## Start DATASET ENTRIES

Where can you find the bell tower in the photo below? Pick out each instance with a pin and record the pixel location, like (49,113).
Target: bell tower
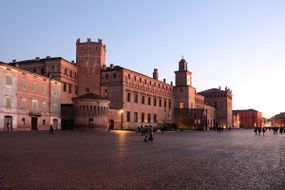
(90,58)
(184,91)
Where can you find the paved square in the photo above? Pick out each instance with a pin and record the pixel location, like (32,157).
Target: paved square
(95,159)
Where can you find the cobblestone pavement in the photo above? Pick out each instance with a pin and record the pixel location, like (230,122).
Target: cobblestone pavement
(95,159)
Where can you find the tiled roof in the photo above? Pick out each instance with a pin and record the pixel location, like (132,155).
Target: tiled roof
(89,95)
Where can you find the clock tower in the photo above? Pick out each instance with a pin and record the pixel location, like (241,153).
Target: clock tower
(184,91)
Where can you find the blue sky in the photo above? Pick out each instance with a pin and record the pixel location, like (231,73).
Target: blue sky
(234,43)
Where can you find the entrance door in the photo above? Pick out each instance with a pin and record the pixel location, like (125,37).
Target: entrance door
(111,124)
(55,123)
(8,125)
(34,122)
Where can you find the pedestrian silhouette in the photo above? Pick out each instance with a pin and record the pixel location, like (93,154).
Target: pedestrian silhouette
(51,130)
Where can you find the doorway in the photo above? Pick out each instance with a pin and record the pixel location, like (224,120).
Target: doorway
(34,123)
(55,123)
(111,124)
(8,123)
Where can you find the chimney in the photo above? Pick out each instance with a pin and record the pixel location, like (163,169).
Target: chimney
(155,74)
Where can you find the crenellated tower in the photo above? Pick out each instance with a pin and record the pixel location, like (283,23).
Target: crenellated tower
(90,58)
(184,91)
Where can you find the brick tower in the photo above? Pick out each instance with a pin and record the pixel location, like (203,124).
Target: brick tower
(184,92)
(90,57)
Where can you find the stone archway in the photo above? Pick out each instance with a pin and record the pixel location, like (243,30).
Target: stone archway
(8,123)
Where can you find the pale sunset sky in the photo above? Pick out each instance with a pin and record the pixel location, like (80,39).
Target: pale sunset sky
(234,43)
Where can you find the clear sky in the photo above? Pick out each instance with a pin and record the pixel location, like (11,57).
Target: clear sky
(234,43)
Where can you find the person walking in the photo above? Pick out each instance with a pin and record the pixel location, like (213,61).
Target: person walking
(263,131)
(255,131)
(50,129)
(7,126)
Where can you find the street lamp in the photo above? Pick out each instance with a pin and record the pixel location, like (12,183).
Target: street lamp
(121,113)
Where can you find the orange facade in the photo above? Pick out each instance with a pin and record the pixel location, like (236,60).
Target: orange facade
(249,118)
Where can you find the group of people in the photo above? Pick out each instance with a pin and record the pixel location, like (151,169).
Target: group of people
(258,130)
(275,130)
(146,131)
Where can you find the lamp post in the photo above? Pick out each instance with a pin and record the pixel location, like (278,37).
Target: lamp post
(121,113)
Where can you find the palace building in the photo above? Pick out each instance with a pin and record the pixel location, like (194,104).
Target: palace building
(96,95)
(29,101)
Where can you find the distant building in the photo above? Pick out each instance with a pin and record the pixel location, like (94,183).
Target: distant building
(236,120)
(28,101)
(249,118)
(90,110)
(278,120)
(56,68)
(221,100)
(134,98)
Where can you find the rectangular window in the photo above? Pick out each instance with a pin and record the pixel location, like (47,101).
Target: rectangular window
(8,103)
(70,88)
(23,121)
(34,106)
(128,116)
(8,80)
(129,97)
(45,89)
(142,119)
(154,118)
(44,107)
(24,104)
(24,84)
(35,87)
(135,117)
(64,87)
(76,90)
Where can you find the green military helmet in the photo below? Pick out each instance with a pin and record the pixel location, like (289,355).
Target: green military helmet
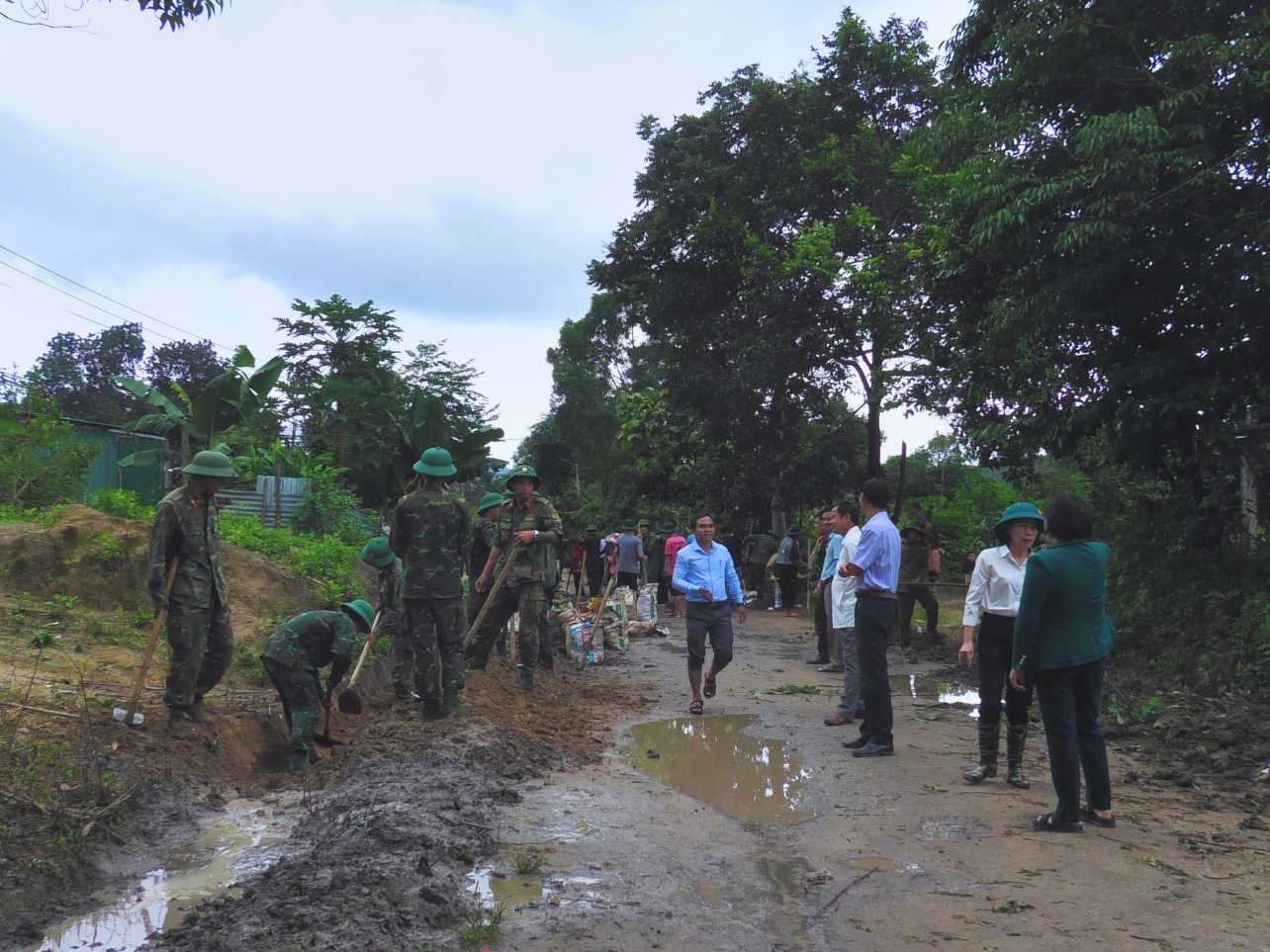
(209,463)
(376,553)
(360,611)
(436,461)
(522,470)
(1014,513)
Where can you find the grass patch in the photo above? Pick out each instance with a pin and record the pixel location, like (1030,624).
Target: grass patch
(483,926)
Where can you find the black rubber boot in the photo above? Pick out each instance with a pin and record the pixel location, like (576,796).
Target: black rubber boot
(989,736)
(1016,740)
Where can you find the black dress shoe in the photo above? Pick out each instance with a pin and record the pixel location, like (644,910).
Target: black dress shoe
(874,750)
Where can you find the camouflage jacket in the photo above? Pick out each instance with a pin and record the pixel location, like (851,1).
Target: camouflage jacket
(484,539)
(313,639)
(392,612)
(537,562)
(430,535)
(186,530)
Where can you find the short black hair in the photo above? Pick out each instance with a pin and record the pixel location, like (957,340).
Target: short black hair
(876,491)
(1068,518)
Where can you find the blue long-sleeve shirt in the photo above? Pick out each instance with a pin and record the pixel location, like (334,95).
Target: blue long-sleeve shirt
(832,553)
(877,555)
(697,568)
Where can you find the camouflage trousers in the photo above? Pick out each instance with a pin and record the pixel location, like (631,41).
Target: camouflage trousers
(301,705)
(528,598)
(433,631)
(201,644)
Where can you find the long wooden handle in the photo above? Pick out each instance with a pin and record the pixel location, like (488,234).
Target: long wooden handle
(160,617)
(489,598)
(366,649)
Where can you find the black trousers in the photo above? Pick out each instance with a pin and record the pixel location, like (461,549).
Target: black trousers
(710,620)
(1069,700)
(924,595)
(875,618)
(996,645)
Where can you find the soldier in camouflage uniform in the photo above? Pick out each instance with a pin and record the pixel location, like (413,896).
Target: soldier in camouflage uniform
(380,555)
(294,655)
(198,613)
(432,535)
(484,539)
(533,522)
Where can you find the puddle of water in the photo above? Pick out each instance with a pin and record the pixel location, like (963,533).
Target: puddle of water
(242,840)
(712,759)
(927,688)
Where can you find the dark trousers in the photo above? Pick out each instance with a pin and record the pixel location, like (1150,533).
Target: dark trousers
(875,618)
(1069,701)
(786,576)
(822,627)
(996,645)
(710,620)
(908,594)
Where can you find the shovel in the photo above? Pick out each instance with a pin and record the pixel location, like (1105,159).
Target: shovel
(349,702)
(160,617)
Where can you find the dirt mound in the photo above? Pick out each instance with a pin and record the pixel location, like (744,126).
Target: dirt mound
(101,560)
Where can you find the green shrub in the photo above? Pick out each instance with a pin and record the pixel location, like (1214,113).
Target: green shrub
(121,501)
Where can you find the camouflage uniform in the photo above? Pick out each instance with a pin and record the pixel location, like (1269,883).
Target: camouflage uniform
(198,616)
(432,535)
(527,584)
(484,539)
(393,626)
(292,656)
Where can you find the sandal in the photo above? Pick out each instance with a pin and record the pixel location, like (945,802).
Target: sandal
(1107,822)
(1045,822)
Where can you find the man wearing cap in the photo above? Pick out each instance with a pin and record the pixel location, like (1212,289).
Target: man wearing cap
(294,655)
(484,539)
(200,636)
(432,535)
(379,554)
(915,582)
(532,522)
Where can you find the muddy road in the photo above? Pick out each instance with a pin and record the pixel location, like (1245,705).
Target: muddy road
(752,827)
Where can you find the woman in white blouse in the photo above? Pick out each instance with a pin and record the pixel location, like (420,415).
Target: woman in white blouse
(991,606)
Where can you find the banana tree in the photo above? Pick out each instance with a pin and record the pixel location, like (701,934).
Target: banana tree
(231,396)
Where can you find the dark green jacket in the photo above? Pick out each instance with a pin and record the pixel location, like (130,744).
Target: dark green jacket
(1062,613)
(430,535)
(187,531)
(313,639)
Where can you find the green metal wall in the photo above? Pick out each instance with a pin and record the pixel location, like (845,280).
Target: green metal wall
(106,473)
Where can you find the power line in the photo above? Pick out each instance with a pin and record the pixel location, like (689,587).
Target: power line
(104,298)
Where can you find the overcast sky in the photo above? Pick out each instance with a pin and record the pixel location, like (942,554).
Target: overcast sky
(459,162)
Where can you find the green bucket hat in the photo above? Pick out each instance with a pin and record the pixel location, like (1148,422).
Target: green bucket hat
(1014,513)
(376,553)
(436,461)
(209,463)
(360,611)
(522,470)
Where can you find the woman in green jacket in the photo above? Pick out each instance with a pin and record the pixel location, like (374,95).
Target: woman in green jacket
(1062,642)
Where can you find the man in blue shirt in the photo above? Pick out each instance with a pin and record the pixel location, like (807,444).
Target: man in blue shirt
(876,568)
(703,572)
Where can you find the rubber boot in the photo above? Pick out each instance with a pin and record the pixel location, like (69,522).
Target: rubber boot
(989,736)
(1016,738)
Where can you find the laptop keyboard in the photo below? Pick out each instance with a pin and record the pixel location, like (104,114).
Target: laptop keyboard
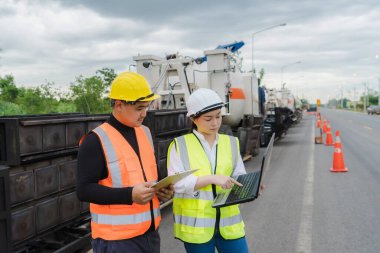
(239,192)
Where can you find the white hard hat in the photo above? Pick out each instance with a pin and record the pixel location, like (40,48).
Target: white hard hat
(201,101)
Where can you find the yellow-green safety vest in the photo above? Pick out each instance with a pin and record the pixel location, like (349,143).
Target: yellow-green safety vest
(194,218)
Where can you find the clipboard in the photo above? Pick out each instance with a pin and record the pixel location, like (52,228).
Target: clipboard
(172,179)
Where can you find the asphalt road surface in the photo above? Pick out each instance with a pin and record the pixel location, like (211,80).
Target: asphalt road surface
(305,207)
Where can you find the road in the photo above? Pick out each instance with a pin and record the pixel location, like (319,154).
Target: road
(305,207)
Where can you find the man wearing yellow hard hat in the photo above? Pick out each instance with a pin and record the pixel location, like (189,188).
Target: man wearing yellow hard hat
(116,167)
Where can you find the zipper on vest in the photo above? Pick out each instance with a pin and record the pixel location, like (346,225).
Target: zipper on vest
(217,218)
(152,224)
(214,194)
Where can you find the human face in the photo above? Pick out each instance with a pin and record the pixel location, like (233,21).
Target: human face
(209,123)
(130,115)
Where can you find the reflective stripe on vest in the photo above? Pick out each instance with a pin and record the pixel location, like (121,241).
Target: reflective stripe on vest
(194,218)
(204,195)
(123,219)
(112,158)
(207,222)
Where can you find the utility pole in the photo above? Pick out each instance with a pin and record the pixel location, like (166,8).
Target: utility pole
(378,99)
(365,97)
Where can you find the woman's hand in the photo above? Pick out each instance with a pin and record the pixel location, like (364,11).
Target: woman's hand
(225,182)
(164,194)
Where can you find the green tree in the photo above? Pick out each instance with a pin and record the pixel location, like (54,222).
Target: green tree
(8,89)
(89,93)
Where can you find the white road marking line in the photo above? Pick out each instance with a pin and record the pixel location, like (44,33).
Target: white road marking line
(304,237)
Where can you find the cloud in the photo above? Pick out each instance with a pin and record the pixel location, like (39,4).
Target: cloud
(59,40)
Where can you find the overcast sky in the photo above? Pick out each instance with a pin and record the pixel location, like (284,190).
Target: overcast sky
(56,41)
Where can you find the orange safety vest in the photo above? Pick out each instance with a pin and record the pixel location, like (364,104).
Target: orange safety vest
(118,222)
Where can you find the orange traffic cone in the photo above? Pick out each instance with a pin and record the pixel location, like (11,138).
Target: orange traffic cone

## End DATASET ENTRIES

• [GIVEN REQUEST]
Repeat only the lines running from the line that contains "Where can you find the utility" through the last line above, inclusive.

• [COMPLETE OUTPUT]
Where can you find the utility pole in the photo above? Pick out each instance with a pin and record the pixel location, like (166,8).
Target: utility pole
(378,99)
(365,97)
Where can you find the woman's hand in the photo above? Pick out each instance with a pin and record the pixel location, like (364,11).
Target: woman's hand
(225,182)
(164,194)
Where can you find the green tree in the photo above? Pick out each instance with a pin and record the pixel location, like (54,222).
Target: green tree
(8,89)
(89,93)
Where can you find the white road marking line in the photo above? Pick out each instance with a pin and record the pixel location, like (44,33).
Target: white road marking line
(304,237)
Where can you find the cloud in the photo above? Pick out each instance with a pin and record the pixel location, like (39,4).
Target: cloud
(59,40)
Where can you find the overcast sky in the photo above? Pick out each instance with a pin and record the pixel location, like (284,190).
Target: overcast sky
(56,41)
Where can you find the orange safety vest in the photo above? Pick out each instance with a pin and record the pixel location, like (364,104).
Target: orange safety vest
(118,222)
Where can you find the orange traffic cone in the photo above? Pick out each instance with a pin and record the pixel location, like (11,138).
Target: orange traffic cone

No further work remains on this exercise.